● Tasks to complete
**A.** In the email thread about modal logic and terminal worlds, what kind of symbols does Russell Standish say he is using?
**B.** Pick up the email thread about modal logic and terminal worlds from its last line and keep writing it.

● Selected text
★ ★ ★ ★ ★ ★ ★

# Re: tautology

From: Russell Standish <R.Standish.domain.name.hidden>
Date: Thu, 9 Dec 1999 10:02:04 +1100 (EST)

>
> Russell Standish wrote:
>
> >None of this is in defence of QTI! It merely is to show that your
> >measure argument fails - unless you happen to be a Copenhagener :)
> >
> >As I have mentioned before, in order for QTI to work, there must also be no
> >possible "cul-de-sac" branches. In Bruno's model logic, I believe this
> >would be expressed as
> >
> >\forall \alpha \in W, \models_\alpha^W \neg \Box (\Box\top \wedge \Box\bot)
> >
> >or in slightly more English notation (\top == true, \bot == false,
> >\wedge == and)
> >
> >for every world alpha in the model W, there cannot be a successor
> >world that can only access a terminal world
> >
> >where \Box p is trivially true in a terminal world, regardless of the
> >truth table of p, but \Box true and \Box false cannot both be true at
> >the same time.
>
> I'm not sure I understand what you mean by \models_\alpha^W"
>

I'm using LaTeX symbols. In English, the above phrase reads "is a
theorem in world alpha of model W".

> But "BOX TRUE AND BOX FALSE" is indeed true in all, and only in all
> terminal worlds. (actually "BOX FALSE" is enough)

★ ★ ★ ★ ★ ★ ★

Items from a dataset:
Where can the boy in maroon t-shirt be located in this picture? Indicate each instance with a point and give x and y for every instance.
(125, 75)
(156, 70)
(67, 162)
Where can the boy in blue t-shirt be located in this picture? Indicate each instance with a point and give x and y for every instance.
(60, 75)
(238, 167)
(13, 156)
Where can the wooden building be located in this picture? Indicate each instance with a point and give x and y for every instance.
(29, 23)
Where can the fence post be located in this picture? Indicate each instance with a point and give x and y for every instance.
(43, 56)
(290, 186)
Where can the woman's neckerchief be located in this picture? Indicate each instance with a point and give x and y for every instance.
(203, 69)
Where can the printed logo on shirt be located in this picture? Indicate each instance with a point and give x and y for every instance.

★ ★ ★ ★ ★ ★ ★

● Answers to the tasks
**A.** LaTeX symbols.

**B.**
Consider the following diagram:

/------ [False]
|
[\Box False]{--- [False]
|
\------[False]

I was reading this as saying "False is a true statement", therefore
\Box False is true is the predecsessor world. Does one rule out
statements like "False is a true statement" from the picture utterly?

>
> The interesting formula to find here is a formula with one
> variable "p" which would caracterize Kripke frames with no
> terminal worlds. Solution : (BOX p -> DIAMOND p). This formula
> is verified, for all the valuation of p, iff the frame is
> ideal. There are no cul-de-sac at all.

True, but idealism is a sufficient, but not necessary condition for
absence of cul-de-sacs. One can have a model in which every terminal
world is preceded by a world that acesses non-terminal states. Such a
model is required for QTI to hold.

> I agree with you that this is needed for any kind of
> immortality" (quantum immortality, comp immortality, etc.).
> It is highly interesting to look at it as a kind of abstract
> renormalisation.
>
> >In anycase, I haven't got a clue as to how one might start proving
> >this, or working out under what conditions it might hold.
>
> With BOX being read as the Godel's BEWEISBAR
> arithmetical provability predicate, it can be show that
>
> 1) (BOX p -> DIAMOND p) is true
> 2) BOX (BOX p -> DIAMOND p) is false
>
> Roughly put : comp immortality is a true but not provable
> statement for the self-referentially correct machine!
> (remember that true but unprovable statements are still "bettable").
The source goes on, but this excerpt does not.